* Dataset records
====

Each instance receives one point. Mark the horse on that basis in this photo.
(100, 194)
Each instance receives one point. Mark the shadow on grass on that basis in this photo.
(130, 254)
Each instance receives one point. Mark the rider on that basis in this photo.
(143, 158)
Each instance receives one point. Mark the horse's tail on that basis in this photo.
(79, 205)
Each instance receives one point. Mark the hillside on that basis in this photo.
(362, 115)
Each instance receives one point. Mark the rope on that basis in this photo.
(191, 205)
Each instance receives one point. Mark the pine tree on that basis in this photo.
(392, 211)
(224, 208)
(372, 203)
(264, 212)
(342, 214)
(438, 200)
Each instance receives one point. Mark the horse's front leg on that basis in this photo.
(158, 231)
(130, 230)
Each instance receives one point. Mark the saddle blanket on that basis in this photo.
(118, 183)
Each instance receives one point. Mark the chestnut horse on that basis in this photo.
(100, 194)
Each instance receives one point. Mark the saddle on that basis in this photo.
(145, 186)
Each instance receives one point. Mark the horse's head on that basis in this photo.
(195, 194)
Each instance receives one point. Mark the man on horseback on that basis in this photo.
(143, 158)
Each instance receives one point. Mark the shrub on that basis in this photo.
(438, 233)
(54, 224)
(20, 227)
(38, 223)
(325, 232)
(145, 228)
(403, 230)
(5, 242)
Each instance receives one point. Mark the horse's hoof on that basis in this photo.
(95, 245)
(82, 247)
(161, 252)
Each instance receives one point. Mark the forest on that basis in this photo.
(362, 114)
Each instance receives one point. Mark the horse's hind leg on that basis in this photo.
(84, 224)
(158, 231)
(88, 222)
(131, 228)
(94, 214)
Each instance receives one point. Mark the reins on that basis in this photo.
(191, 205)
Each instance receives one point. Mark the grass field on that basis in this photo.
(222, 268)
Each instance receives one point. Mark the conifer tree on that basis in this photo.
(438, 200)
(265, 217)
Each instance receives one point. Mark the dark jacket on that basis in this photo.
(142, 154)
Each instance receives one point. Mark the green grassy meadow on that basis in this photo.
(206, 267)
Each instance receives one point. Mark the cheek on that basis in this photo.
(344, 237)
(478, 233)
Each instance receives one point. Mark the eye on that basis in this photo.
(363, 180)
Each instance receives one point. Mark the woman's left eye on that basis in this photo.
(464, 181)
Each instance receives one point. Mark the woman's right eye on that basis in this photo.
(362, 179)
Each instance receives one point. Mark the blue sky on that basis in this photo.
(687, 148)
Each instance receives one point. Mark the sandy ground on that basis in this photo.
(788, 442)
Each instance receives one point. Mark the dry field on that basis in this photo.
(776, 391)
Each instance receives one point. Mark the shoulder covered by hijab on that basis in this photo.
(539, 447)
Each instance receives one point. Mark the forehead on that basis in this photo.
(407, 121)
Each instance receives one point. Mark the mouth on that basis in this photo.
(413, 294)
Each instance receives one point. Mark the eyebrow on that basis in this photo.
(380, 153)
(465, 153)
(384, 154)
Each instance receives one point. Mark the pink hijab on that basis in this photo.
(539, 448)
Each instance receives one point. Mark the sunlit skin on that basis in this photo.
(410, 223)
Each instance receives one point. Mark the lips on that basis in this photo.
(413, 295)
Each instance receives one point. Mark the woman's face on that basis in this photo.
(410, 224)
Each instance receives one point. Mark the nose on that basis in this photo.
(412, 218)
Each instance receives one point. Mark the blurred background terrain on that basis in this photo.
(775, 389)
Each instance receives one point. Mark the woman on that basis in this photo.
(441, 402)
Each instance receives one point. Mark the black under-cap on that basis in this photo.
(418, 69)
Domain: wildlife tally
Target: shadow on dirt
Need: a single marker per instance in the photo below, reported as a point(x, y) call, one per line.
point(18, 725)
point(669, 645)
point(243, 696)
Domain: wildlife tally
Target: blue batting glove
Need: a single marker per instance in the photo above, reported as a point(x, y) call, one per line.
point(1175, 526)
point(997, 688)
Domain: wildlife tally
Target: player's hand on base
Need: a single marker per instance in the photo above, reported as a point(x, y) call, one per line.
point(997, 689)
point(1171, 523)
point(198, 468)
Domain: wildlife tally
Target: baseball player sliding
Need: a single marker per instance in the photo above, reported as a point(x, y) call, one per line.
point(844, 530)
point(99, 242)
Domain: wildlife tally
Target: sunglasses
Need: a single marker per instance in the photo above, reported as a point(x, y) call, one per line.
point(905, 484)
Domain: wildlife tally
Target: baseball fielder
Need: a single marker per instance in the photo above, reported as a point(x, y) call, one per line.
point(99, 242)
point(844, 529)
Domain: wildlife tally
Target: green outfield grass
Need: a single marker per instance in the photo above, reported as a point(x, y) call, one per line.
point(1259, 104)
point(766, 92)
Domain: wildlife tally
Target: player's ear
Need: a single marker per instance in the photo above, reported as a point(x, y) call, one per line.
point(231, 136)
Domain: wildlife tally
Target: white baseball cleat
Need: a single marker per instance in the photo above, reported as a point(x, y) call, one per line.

====

* Work required
Please rewrite the listing between the lines holding "Each instance receives one point. Mark the conifer" and "point(243, 696)", inclusive, keeping every request, and shift each coordinate in the answers up by 44.

* Answer to the exercise
Each instance receives one point. Mark the conifer tree on that basis in this photo.
(482, 244)
(309, 261)
Each instance receives one point. Mark the dark jacket on that basis in this photo.
(186, 198)
Each instance receives one point. Mark the green grassy meadow on that basis in this photo.
(250, 311)
Each instance receives one point. Mark the cheek on that basis in this photo.
(388, 281)
(522, 277)
Each instance receives one point. Mark the eye on that basis in this photo.
(407, 224)
Each instance receives one point. Mark the woman's left eye on that basis in this photo.
(508, 225)
Each instance receives one point. Mark the woman's right eye on that basis in this photo.
(406, 223)
Each instance receives one point. Mark the blue sky on that basis in this photo.
(731, 192)
Each instance receives one point. Mark the sandy ground on that basis in this photo.
(832, 486)
Each instance receives one point. Mark the dry field on that basis in this photo.
(820, 435)
Each instance receives one point. Mark the shoulder covered by hijab on that basis in this photo.
(583, 491)
Each instance receives one point. Mark the forehead on that basis in this photo.
(451, 165)
Each instance receives one point. Mark the mouth on that basis in this photo.
(457, 338)
Each instance receives one point. Mark the eyebrow on that basis in this photo.
(424, 197)
(509, 197)
(428, 198)
Each instance receives one point. Mark the pink hijab on that basis in this photo.
(583, 492)
Each instance receives one point. Mark the sunlit skin on that basis in this photo.
(454, 267)
Each instance receives one point. Mark the lips on that basis in this photo.
(457, 339)
Each instance receives one point. Mark the woman's face on that basis in this photo.
(454, 268)
Each instance receives one point. Mark the nose on that basis in this photo.
(456, 262)
Each instance receives one point. Mark the blurred background terrain on that basis in this photo.
(819, 433)
Each instance receives one point. Mark the woman on that basis in this photo.
(485, 446)
Each instance receives one point. Mark the black under-cap on that basis in this photo.
(462, 113)
Domain: wildlife tally
Target: shadow on dirt
Need: a single marker per instance in the photo below, reported as a point(x, y) call, one per line.
point(62, 769)
point(713, 689)
point(287, 740)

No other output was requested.